» **RECORD EXCERPTS**:
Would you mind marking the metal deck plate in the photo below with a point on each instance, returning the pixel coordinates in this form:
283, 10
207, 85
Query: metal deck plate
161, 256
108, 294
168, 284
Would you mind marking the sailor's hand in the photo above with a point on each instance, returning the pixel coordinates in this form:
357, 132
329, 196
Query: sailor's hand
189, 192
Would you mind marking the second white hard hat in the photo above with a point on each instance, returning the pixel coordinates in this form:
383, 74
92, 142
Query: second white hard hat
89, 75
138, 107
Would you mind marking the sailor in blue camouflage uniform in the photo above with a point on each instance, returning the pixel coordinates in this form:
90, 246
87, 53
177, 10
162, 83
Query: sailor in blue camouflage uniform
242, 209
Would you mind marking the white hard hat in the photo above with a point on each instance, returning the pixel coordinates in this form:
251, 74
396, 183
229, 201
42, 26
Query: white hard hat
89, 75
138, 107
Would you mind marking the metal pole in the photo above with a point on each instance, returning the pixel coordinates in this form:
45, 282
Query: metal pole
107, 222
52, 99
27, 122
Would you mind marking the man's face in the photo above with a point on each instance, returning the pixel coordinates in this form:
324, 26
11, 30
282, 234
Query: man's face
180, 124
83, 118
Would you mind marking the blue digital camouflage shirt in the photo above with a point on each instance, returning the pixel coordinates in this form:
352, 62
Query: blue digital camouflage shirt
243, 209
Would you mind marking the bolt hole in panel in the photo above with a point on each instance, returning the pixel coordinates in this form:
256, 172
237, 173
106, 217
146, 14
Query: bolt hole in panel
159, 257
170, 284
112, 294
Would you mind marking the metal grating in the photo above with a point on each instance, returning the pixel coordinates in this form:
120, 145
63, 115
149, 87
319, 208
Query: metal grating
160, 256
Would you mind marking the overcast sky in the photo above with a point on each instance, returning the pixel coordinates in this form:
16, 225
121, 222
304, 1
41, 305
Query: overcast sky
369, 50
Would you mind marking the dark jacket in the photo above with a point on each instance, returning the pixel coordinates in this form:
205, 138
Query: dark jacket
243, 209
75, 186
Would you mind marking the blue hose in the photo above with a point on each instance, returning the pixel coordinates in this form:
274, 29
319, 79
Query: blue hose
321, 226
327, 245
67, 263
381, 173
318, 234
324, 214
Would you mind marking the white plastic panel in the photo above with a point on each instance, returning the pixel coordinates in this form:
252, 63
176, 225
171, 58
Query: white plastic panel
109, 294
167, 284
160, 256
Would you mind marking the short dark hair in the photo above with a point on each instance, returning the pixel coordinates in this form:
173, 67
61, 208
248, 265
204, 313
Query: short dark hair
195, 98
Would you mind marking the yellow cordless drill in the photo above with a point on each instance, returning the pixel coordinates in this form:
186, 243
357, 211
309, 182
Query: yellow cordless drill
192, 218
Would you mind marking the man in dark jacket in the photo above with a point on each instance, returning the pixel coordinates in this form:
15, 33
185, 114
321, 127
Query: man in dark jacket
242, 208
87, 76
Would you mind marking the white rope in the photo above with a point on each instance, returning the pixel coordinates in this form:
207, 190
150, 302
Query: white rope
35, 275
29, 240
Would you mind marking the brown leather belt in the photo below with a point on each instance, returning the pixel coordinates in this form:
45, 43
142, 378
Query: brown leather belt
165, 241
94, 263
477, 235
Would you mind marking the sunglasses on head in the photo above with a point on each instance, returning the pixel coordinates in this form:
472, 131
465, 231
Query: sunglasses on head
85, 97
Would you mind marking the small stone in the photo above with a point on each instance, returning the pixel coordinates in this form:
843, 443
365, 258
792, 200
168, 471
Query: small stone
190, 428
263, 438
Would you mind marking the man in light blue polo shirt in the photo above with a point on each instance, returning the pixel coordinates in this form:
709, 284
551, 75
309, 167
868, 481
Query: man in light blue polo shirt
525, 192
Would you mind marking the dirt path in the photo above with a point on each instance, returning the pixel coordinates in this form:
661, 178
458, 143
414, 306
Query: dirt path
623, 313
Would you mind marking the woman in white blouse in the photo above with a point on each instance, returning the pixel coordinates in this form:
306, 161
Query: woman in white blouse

» **INSTRUCTIONS TO FOLLOW**: Write out the entire listing exactly.

» **RESPONSE TO THIS TASK**:
Would you mind marking the metal deck plate in the photo below with a point on each instance, returning the pixel coordinates in this form:
283, 10
207, 85
Query: metal deck plate
161, 256
108, 294
168, 284
Would you mind marking the sailor's hand in the photo above with a point on each instance, returning the pixel coordinates in this form:
357, 132
329, 196
Query: sailor's hand
189, 192
Would you mind marking the second white hard hat in the photo above with a point on each instance, returning the pixel coordinates in this form:
383, 74
92, 142
Query: second white hard hat
89, 75
138, 107
Would you mind marking the sailor in blue camouflage uniform in the photo above with a point on each instance, returning the pixel coordinates in this form:
90, 246
87, 53
177, 10
162, 83
Query: sailor in blue camouflage uniform
242, 209
Would you mind marking the white hard hat in the photo above with a point on each instance, returning the pixel coordinates in this form:
251, 74
396, 183
229, 201
42, 26
Query: white hard hat
89, 75
138, 107
Would you mind marking the metal pole in the photo above with a point on each instance, returning the pixel coordinates in this form:
45, 282
Query: metal pole
107, 222
52, 99
27, 122
Would you mind marking the man's face in the photo above with a point on each instance, returning the pixel coordinates in this form:
324, 26
11, 30
282, 234
Query: man's face
180, 124
83, 118
Would you mind marking the blue digital camouflage shirt in the photo above with a point on each instance, returning the pixel coordinates in this form:
352, 62
Query: blue digital camouflage shirt
243, 209
Would you mind marking the bolt hole in panel in the photo above with a point on each instance, returning the pixel coordinates in this form:
256, 172
237, 173
106, 217
146, 14
Query: bolt hole in panel
159, 257
170, 284
112, 294
Would you mind marking the metal grating in the photo above with a point on each instance, returning the pixel coordinates in this form:
120, 145
63, 115
149, 87
319, 208
Query: metal grating
160, 256
Would you mind marking the overcast sky in the photo above with a point on each instance, returning the pixel coordinates in this form:
16, 225
121, 222
304, 1
41, 305
Query: overcast sky
369, 50
Would you mind marking the dark jacket in the photo above with a point on each instance, returning the pixel coordinates in this form:
205, 138
Query: dark jacket
243, 209
75, 186
Would you mind marking the blue hose in the photo above with a point on each instance, returning the pixel coordinates in this form:
274, 29
319, 79
Query: blue hose
321, 226
327, 245
67, 263
381, 173
318, 234
324, 214
Would you mind marking the white plastic panel in the photo above with a point on each instance, returning the pixel coordinates in this form:
252, 63
176, 225
171, 58
Query: white plastic panel
109, 294
167, 284
160, 256
Would you mind marking the short dark hair in the photo above with a point on each instance, returning the pixel coordinates in this form:
173, 67
61, 208
248, 265
204, 313
Query: short dark hair
195, 98
Would you mind marking the yellow cordless drill in the photo above with a point on each instance, returning the pixel coordinates in this form:
186, 243
357, 211
309, 182
Query: yellow cordless drill
192, 218
Would you mind marking the man in dark jacket in the photo above with a point on each instance, returning the pixel coordinates in this form:
15, 33
185, 114
321, 127
Query: man in dark jacket
242, 208
87, 76
Would you mind marking the white rope in the photo above with a point on each instance, returning the pixel coordinates in this form:
207, 190
150, 302
Query: white rope
35, 275
29, 240
Would you mind marking the brown leather belt in the photo below with a point on each instance, returning the pixel coordinates in this form:
45, 43
142, 378
Query: brown leather belt
165, 241
94, 263
477, 235
Would you mind marking the sunglasses on head in the photo above with a point on each instance, returning the pixel coordinates in this form:
472, 131
465, 231
Query: sunglasses on head
85, 97
Would you mind marking the small stone in the photo above with a point on each instance, returning the pixel coordinates in this form:
843, 443
365, 258
792, 200
168, 471
Query: small stone
190, 428
263, 438
Would you mind marking the man in light blue polo shirt in the photo above with a point on each instance, returning the pixel coordinates in this form:
709, 284
551, 75
309, 167
868, 481
Query: man in light blue polo shirt
525, 192
Would you mind marking the dirt path in the photo above with a point on each instance, returning the pixel coordinates in this form:
661, 178
458, 143
414, 306
Query: dirt path
623, 313
Would you mind marking the woman in white blouse in the photo above with a point on each instance, returning the pixel coordinates in this form:
306, 161
Query: woman in white blouse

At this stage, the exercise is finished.